What the task asks:
Each line of the material must appear again in the answer, exactly.

Record extracts:
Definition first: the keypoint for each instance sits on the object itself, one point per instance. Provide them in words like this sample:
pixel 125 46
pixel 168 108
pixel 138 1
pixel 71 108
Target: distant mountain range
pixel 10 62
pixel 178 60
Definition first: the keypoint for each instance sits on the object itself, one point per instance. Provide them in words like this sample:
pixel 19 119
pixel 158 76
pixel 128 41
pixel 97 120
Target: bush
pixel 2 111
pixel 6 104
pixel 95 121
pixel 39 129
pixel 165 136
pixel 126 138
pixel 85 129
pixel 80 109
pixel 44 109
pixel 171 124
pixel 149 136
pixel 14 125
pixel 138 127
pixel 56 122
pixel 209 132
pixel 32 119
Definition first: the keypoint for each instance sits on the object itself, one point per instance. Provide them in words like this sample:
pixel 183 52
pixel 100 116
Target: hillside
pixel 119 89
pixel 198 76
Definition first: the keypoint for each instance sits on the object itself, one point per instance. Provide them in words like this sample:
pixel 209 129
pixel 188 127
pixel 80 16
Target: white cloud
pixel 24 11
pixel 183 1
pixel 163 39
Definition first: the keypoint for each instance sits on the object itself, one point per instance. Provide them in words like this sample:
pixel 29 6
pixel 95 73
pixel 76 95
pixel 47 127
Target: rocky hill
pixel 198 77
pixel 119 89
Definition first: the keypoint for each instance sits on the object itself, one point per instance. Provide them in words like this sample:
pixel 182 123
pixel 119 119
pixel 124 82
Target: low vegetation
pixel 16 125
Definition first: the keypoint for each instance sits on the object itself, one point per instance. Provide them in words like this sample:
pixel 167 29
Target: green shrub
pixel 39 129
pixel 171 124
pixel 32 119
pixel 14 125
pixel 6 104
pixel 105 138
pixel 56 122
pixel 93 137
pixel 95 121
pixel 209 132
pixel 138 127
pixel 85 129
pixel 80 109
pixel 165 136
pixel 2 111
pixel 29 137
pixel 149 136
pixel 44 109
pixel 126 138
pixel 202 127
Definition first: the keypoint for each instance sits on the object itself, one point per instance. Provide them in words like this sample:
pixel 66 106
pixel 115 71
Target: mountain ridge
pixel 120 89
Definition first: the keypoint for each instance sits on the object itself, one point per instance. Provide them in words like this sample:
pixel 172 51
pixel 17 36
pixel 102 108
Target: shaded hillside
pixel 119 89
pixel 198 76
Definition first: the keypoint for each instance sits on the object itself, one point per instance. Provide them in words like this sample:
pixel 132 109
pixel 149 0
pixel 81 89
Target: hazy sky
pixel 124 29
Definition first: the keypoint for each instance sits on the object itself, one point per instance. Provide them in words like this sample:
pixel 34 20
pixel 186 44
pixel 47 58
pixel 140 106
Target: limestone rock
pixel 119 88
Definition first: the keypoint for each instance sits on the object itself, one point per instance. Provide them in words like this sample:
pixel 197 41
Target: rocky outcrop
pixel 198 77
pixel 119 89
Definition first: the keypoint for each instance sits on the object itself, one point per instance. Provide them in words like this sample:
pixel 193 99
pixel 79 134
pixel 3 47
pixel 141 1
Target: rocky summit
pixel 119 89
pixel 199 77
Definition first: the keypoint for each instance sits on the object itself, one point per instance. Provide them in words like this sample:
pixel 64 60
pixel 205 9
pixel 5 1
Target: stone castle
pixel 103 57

Task output:
Definition first: the keypoint for each instance sits on the object itself, one point per instance. Provide them in words like this sample:
pixel 125 46
pixel 168 108
pixel 138 1
pixel 71 108
Target: distant mountain range
pixel 10 62
pixel 178 60
Definition first: the keypoint for each instance sits on the object itself, one point per instance. Provide them in words like this sample:
pixel 19 119
pixel 158 76
pixel 128 41
pixel 97 120
Target: bush
pixel 2 111
pixel 6 104
pixel 95 121
pixel 39 129
pixel 165 136
pixel 126 138
pixel 85 129
pixel 80 109
pixel 44 109
pixel 171 124
pixel 149 136
pixel 14 125
pixel 138 127
pixel 56 122
pixel 209 132
pixel 32 119
Definition first: the keypoint for each instance sits on the object itself, one point per instance. Provide them in words like this sample:
pixel 183 52
pixel 100 116
Target: hillside
pixel 119 89
pixel 198 76
Definition first: the keypoint for each instance sits on the object itself, one point per instance. Provide them in words like this sample:
pixel 209 129
pixel 188 127
pixel 80 16
Target: white cloud
pixel 24 11
pixel 183 1
pixel 163 39
Definition first: the keypoint for each instance sits on the object itself, one point per instance. Provide them in words like this sample:
pixel 29 6
pixel 95 73
pixel 76 95
pixel 47 127
Target: rocky hill
pixel 198 77
pixel 119 89
Definition first: the keypoint for each instance sits on the object itself, one point per instance. Provide them in words like this sample:
pixel 182 123
pixel 119 119
pixel 124 82
Target: low vegetation
pixel 16 125
Definition first: the keypoint for each instance sits on the object itself, one point per instance. Provide them in words like this sample:
pixel 167 29
Target: green shrub
pixel 39 129
pixel 171 124
pixel 32 119
pixel 14 125
pixel 6 104
pixel 105 138
pixel 56 122
pixel 93 137
pixel 95 121
pixel 209 132
pixel 138 127
pixel 85 129
pixel 80 109
pixel 165 136
pixel 2 111
pixel 29 137
pixel 149 136
pixel 44 109
pixel 126 138
pixel 202 127
Definition first: the keypoint for each instance sits on the object itself, one point per instance. Provide them in words like this sample:
pixel 66 106
pixel 115 71
Target: mountain ridge
pixel 120 89
Definition first: the keypoint for each instance sits on the object itself, one point per instance. Provide them in words like this sample:
pixel 172 51
pixel 17 36
pixel 102 108
Target: shaded hillside
pixel 119 89
pixel 198 76
Definition first: the keypoint for each instance sits on the object itself, one point per instance. Provide them in words like this sample:
pixel 132 109
pixel 149 0
pixel 81 89
Target: hazy sky
pixel 124 29
Definition first: the keypoint for each instance sits on the object itself, one point per instance. Provide them in words like this sample:
pixel 34 20
pixel 186 44
pixel 47 58
pixel 140 106
Target: limestone rock
pixel 119 88
Definition first: the keypoint for each instance sits on the object itself, one point per instance. Provide them in words like this sample:
pixel 197 41
Target: rocky outcrop
pixel 198 77
pixel 119 89
Definition first: the keypoint for each instance sits on the object itself, one point per instance. Provide them in words like this sample:
pixel 193 99
pixel 79 134
pixel 3 47
pixel 141 1
Target: rocky summit
pixel 119 89
pixel 199 77
Definition first: the keypoint for each instance sits on the object itself, one point per instance. Provide them in words like this sample:
pixel 64 60
pixel 205 9
pixel 5 1
Target: stone castle
pixel 103 57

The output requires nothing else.